Copy out the items below with every "marker" swapped for "pin" and nothing else changed. Leave the pictures out.

::: RAW RECORDS :::

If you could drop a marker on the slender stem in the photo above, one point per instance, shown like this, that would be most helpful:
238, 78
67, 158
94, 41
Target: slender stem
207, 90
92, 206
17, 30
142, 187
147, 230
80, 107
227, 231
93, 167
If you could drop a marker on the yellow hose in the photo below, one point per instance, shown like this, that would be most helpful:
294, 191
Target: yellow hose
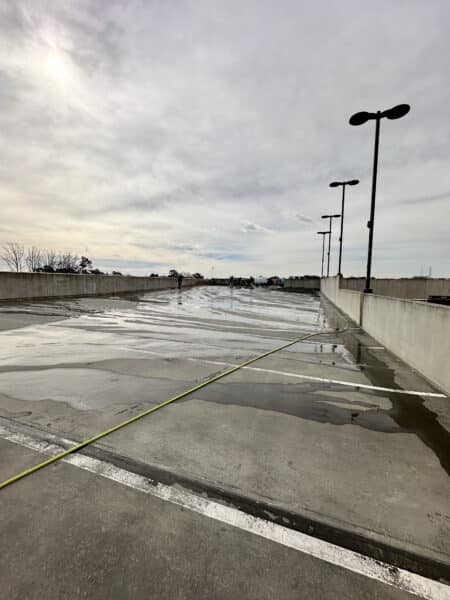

:::

FINAL RESULT:
If you could drop a pin on the slender stem in the photo above, one point per instance, shown like this, that would be most helpful:
238, 78
67, 158
94, 41
Target: slender stem
207, 90
92, 206
17, 30
142, 187
147, 230
80, 107
227, 231
93, 167
If you could drop a pin on the yellow hose in the photo below, one point per instance, shown like this, that would be most helpful:
294, 191
Target: yellow hose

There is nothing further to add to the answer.